_REQUIRED TASK_:
Pick out every line below that contains the word "white", and copy each one in full. Case counts.

===== RECORDS SUPPLIED =====

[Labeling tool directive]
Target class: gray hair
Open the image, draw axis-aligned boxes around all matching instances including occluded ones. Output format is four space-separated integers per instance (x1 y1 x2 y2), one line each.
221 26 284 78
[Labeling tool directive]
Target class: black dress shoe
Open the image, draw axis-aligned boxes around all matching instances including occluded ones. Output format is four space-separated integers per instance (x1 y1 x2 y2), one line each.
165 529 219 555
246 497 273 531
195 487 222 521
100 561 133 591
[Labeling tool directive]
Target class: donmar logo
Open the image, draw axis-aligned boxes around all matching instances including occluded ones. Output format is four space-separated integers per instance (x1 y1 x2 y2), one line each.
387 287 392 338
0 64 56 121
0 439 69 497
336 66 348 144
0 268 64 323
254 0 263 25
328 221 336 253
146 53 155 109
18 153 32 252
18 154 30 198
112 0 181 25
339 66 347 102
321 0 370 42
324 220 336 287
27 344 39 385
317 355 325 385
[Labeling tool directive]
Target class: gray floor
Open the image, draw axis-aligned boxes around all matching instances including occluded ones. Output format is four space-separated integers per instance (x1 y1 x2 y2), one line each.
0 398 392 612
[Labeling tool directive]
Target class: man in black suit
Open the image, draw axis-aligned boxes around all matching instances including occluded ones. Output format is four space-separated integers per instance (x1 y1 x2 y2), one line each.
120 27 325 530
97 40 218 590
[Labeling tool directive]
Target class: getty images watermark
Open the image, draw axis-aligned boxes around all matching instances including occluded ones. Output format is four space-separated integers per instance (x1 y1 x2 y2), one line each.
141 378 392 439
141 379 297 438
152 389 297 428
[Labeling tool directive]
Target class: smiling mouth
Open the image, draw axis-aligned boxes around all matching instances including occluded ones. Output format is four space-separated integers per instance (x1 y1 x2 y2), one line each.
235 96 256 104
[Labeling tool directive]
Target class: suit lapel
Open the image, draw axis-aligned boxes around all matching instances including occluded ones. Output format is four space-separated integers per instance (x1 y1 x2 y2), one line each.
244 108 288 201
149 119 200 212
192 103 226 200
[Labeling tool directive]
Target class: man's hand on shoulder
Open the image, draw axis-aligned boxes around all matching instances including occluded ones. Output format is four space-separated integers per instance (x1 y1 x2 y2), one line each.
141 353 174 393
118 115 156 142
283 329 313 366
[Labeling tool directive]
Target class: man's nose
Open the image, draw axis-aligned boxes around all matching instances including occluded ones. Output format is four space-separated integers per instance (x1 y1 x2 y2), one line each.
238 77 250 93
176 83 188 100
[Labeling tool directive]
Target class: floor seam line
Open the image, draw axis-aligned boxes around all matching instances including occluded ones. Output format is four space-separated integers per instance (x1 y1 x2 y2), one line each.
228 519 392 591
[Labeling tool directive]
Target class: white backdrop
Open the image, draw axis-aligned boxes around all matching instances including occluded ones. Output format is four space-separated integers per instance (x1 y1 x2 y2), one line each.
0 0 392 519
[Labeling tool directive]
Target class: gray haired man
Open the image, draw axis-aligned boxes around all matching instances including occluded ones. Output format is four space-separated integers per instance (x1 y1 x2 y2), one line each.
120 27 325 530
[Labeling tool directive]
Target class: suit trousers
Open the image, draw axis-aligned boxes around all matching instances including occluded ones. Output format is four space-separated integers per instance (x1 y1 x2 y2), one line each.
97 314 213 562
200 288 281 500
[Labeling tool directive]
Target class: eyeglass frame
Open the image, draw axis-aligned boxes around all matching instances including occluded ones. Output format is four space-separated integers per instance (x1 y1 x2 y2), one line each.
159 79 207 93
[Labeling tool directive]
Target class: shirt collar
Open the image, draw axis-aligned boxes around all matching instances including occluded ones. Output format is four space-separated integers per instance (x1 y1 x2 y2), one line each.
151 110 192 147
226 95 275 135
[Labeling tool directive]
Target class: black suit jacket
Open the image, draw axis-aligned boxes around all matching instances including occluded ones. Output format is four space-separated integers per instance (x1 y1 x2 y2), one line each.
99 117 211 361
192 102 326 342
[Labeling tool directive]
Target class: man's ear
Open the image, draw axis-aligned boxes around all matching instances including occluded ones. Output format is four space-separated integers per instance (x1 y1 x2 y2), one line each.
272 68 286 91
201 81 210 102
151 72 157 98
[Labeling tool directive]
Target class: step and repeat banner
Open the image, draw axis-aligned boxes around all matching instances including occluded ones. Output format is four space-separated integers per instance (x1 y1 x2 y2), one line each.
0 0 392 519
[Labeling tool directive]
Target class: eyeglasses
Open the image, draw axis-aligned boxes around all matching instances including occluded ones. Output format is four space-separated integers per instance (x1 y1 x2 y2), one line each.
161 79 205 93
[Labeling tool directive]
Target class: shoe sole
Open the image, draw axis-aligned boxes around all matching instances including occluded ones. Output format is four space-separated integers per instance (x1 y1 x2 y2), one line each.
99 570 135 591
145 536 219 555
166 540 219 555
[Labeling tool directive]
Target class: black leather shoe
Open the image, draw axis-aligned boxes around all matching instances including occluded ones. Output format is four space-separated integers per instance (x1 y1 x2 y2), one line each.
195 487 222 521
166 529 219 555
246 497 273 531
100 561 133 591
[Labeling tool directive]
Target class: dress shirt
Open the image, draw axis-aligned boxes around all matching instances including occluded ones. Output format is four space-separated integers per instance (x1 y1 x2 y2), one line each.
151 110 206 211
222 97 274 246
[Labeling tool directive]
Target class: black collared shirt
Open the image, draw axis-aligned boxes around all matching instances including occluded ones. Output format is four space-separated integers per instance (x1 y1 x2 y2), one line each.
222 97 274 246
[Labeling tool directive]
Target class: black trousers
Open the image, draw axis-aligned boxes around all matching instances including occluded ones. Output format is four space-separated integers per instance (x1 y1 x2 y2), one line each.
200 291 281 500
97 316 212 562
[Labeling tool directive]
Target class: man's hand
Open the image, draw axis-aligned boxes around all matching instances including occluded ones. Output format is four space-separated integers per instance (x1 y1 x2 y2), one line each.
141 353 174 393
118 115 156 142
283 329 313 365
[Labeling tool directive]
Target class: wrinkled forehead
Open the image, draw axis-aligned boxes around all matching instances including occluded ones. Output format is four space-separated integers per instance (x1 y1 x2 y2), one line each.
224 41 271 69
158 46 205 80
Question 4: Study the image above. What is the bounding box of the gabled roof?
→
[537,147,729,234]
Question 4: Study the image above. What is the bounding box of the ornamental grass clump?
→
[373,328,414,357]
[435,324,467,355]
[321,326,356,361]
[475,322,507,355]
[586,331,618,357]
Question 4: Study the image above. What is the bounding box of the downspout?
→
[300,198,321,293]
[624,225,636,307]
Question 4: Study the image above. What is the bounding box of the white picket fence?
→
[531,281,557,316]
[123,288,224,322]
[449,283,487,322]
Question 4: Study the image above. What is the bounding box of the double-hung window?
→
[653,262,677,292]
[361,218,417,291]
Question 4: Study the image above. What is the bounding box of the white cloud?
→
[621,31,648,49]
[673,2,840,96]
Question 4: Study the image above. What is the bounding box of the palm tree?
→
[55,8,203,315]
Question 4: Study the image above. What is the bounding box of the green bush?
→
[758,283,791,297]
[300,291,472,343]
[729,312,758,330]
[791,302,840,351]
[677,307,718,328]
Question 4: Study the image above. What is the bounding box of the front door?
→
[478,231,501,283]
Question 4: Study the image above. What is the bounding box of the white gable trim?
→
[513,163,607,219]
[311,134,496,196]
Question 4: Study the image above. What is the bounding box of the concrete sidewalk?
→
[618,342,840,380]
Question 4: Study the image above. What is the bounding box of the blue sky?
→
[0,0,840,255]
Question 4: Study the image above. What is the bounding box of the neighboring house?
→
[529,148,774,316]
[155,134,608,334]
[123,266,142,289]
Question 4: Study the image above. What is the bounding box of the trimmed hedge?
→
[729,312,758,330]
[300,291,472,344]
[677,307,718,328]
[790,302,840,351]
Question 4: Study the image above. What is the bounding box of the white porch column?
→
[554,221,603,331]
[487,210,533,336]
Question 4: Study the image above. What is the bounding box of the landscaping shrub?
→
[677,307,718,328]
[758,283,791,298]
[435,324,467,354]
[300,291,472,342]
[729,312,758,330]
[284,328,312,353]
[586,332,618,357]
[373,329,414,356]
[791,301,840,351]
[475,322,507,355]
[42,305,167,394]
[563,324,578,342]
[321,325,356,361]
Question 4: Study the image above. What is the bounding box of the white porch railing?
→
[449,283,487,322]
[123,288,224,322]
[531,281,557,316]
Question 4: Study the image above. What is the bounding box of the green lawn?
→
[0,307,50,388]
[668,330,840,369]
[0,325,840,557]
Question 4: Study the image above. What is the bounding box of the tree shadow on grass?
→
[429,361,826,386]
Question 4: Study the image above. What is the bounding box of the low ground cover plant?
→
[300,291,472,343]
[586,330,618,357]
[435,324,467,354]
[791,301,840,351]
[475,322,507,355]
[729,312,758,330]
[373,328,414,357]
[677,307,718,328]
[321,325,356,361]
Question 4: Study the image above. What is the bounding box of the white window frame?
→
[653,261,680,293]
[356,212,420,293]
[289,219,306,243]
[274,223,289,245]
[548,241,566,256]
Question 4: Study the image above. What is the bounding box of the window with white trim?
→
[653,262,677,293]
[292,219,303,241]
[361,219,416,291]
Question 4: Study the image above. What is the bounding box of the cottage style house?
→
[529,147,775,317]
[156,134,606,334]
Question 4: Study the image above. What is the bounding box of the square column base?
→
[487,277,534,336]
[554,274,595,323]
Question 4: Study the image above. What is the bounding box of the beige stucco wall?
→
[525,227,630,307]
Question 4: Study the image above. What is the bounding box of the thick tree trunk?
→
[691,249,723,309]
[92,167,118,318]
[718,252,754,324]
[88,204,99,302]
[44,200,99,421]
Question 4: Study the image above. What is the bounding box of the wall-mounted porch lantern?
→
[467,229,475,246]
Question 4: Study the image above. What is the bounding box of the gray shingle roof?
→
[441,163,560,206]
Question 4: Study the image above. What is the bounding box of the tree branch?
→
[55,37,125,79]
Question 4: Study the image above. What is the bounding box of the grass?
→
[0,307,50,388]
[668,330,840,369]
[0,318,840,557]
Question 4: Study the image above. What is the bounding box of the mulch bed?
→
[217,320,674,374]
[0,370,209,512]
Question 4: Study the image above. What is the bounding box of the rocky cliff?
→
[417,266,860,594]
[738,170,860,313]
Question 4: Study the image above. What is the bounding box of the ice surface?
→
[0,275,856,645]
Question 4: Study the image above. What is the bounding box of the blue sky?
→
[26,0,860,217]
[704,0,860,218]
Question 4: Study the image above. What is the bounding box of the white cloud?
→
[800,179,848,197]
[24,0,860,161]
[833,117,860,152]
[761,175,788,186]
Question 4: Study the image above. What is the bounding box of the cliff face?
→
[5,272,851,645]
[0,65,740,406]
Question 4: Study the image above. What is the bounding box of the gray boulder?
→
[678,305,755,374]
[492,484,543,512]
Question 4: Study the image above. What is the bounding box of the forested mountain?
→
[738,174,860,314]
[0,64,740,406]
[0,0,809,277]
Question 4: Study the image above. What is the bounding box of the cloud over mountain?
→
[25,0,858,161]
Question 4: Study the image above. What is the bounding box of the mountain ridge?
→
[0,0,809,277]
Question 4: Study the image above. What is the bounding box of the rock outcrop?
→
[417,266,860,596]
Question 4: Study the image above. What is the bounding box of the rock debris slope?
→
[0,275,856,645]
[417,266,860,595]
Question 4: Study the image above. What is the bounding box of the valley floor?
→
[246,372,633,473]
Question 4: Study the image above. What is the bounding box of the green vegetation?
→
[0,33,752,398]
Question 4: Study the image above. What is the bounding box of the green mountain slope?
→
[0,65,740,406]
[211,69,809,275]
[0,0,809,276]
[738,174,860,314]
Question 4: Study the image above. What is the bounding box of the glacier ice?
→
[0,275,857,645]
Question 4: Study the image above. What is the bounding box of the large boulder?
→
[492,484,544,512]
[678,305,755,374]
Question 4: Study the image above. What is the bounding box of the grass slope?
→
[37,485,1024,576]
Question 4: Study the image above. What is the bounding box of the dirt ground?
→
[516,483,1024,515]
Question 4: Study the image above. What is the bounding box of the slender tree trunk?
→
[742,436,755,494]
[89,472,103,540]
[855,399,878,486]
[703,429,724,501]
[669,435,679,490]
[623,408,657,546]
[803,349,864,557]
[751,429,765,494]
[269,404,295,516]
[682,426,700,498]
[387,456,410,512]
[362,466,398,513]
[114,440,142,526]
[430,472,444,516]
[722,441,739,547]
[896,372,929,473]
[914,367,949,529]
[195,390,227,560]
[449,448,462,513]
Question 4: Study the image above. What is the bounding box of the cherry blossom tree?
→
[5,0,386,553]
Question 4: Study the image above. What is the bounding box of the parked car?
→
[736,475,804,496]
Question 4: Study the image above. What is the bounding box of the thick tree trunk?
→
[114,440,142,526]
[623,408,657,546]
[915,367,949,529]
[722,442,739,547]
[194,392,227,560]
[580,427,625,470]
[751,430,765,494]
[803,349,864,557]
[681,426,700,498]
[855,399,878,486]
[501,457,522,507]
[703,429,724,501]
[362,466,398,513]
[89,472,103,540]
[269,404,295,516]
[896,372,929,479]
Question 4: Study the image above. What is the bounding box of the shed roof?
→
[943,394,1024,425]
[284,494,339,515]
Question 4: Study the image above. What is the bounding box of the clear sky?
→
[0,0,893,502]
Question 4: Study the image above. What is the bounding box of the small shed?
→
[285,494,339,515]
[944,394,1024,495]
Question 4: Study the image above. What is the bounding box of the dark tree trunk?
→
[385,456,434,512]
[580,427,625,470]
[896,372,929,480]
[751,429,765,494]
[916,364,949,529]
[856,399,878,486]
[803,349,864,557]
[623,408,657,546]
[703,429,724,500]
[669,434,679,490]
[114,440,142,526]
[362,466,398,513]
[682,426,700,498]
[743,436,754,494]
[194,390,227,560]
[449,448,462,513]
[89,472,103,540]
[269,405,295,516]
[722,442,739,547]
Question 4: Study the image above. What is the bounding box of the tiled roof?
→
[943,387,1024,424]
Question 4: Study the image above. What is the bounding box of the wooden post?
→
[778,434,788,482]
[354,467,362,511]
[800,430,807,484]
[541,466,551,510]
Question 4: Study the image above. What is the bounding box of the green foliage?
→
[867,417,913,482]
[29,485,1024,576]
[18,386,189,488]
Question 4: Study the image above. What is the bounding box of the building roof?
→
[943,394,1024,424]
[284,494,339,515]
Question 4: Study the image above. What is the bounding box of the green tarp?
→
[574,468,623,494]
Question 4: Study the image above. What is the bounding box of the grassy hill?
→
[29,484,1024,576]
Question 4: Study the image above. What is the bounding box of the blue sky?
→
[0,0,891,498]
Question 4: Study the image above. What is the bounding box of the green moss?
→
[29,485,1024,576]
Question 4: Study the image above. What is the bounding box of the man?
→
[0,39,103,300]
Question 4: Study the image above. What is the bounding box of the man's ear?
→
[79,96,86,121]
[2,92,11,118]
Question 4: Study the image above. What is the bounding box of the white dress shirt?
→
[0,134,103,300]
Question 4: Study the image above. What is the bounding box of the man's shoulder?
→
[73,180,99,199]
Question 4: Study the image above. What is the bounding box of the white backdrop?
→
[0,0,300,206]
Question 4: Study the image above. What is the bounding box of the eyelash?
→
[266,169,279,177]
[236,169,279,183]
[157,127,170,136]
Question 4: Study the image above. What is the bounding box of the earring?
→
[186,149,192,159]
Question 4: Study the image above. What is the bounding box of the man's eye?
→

=====

_EXERCISE ANSWER_:
Target class: white backdrop
Question 4: Study the image above. What is the bounding box of the white picket fence?
Question 4: Study the image above. What is the bounding box of the white cloud?
Question 4: Study the image above. What is the bounding box of the white gable trim?
Question 4: Study the image above. What is the bounding box of the white porch column?
Question 4: Study the image above. What is the bounding box of the white porch railing?
Question 4: Study the image above. What is the bounding box of the white window frame?
Question 4: Study the image above. What is the bounding box of the window with white trim?
Question 4: Study the image above. What is the bounding box of the white cloud?
Question 4: Study the image above. What is the bounding box of the white dress shirt?
Question 4: Study the image above. What is the bounding box of the white backdrop?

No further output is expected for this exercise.